* **Source**

Romney Turns to Circular Argument for Upper-Class Tax Cuts
Mitt Romney may "love data", but he has a serious problem with math. He has simultaneously promised to (a) extend the Bush tax cuts and then slash all rates by an additional 20 percent and (b) keep Uncle Sam's total take "revenue-neutral" while (c) ensuring "that high-income people would continue to pay the same share of the tax burden that they do today." Like guaranteeing that the sun will rise in the west and set in the east, Romney's pledge is literally impossible.
Nevertheless, when the nonpartisan Tax Policy Center predicted that his $5 trillion, 10-year plan would deliver a tax cut windfall for the top five percent while hiking the effective rates for everyone else, Romney developed a novel new argument. The numbers problem, Romney insists, can be magically solved by closing tax loopholes and deductions. But which ones, of course, will remain secret until after the election. So any attempt to guess which of Mitt's mystery tax expenditures would be ended is therefore "garbage."
If that tortured logic sounds like the Bush administration's claim that "waterboarding isn't torture because the United States doesn't torture," it should. Romney made his circular argument in an interview with Fortune:
FORTUNE: The Tax Policy Center says your revenue-neutral tax-cut scheme lowers the overall tax burden on the rich and raises it on the poor and middle class. Your advisor Eric Ferhnstrom calls their analysis a "joke." What's your response?

* **Listed records**

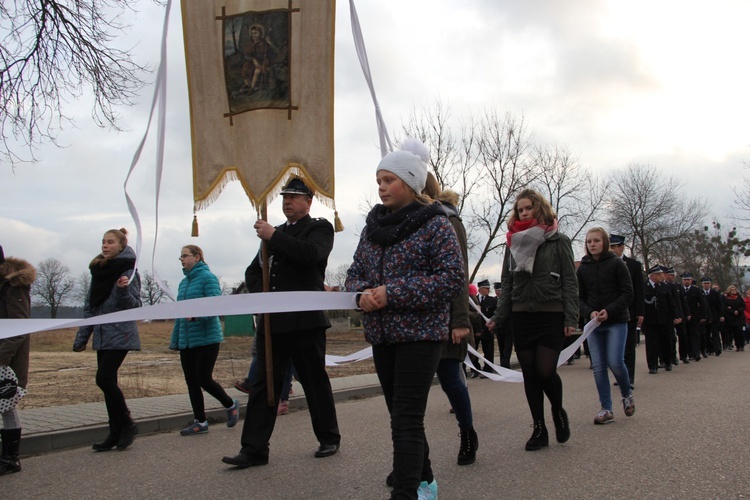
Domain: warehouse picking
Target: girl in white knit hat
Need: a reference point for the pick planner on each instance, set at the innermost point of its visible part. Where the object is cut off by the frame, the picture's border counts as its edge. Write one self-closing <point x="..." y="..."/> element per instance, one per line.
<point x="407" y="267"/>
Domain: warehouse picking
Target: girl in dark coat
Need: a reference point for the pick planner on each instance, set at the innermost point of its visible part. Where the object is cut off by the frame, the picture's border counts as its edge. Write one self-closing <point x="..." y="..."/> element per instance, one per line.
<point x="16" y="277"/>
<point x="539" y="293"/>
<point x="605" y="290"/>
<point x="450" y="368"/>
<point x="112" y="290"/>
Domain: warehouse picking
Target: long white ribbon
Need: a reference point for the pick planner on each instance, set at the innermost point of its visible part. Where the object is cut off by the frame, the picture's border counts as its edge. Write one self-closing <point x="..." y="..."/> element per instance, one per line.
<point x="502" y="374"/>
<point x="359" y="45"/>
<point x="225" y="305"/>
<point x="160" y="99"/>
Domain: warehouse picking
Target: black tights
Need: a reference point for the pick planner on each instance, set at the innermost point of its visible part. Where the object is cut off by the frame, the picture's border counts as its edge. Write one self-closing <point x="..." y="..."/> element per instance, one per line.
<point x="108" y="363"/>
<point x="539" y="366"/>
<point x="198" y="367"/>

---

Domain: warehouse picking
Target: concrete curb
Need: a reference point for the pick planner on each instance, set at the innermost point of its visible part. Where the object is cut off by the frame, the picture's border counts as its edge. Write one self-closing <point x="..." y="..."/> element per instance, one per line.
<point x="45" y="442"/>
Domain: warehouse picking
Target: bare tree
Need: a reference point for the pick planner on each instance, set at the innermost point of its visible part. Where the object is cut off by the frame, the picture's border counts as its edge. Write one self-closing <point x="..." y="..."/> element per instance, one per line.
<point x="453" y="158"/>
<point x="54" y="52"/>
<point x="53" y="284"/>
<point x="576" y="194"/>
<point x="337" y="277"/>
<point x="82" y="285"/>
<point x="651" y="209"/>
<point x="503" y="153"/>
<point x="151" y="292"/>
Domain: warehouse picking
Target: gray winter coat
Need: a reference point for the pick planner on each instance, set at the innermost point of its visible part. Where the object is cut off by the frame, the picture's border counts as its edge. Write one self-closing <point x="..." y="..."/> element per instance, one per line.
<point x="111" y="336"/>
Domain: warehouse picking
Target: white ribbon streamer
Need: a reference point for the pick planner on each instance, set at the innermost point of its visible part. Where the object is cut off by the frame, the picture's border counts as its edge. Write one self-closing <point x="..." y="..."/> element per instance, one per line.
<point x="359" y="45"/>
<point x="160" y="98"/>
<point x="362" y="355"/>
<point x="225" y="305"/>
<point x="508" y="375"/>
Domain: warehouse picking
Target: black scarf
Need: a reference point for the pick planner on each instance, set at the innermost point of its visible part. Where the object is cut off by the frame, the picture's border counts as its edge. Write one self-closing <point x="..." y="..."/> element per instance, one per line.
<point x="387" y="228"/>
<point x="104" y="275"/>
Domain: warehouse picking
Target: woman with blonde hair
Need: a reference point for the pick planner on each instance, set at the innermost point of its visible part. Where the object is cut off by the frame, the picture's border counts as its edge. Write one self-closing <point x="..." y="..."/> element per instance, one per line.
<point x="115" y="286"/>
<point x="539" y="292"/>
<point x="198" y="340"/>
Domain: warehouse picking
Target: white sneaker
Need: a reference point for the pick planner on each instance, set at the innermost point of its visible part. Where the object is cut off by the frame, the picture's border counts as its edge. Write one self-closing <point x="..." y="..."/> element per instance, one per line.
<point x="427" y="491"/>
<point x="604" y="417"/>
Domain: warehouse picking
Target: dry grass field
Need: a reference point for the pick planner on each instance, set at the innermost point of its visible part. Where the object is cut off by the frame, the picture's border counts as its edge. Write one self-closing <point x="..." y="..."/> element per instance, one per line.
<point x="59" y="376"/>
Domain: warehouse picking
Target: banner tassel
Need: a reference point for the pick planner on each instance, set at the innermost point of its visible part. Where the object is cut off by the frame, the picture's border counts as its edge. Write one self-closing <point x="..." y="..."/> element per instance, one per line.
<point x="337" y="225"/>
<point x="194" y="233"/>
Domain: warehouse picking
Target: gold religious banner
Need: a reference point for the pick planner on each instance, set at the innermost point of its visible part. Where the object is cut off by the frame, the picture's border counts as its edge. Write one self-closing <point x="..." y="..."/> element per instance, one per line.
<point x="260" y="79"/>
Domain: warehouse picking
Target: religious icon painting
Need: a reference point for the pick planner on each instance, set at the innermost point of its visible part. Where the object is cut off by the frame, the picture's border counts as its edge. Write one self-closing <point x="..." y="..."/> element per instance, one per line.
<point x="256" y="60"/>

* **Directives**
(a) List the three promises that the article on Romney's tax plan labels (a), (b), and (c).
(b) Rewrite the part of the article on Romney's tax plan starting at "Romney Turns to" and ending at "is literally impossible.", with "math" replaced by "arithmetic".

* **Task answers**
(a)
(a) Extend the Bush tax cuts and then slash all rates by an additional 20 percent
(b) Keep Uncle Sam's total take "revenue-neutral"
(c) Ensure "that high-income people would continue to pay the same share of the tax burden that they do today"

(b)
Romney Turns to Circular Argument for Upper-Class Tax Cuts
Mitt Romney may "love data", but he has a serious problem with arithmetic. He has simultaneously promised to (a) extend the Bush tax cuts and then slash all rates by an additional 20 percent and (b) keep Uncle Sam's total take "revenue-neutral" while (c) ensuring "that high-income people would continue to pay the same share of the tax burden that they do today." Like guaranteeing that the sun will rise in the west and set in the east, Romney's pledge is literally impossible.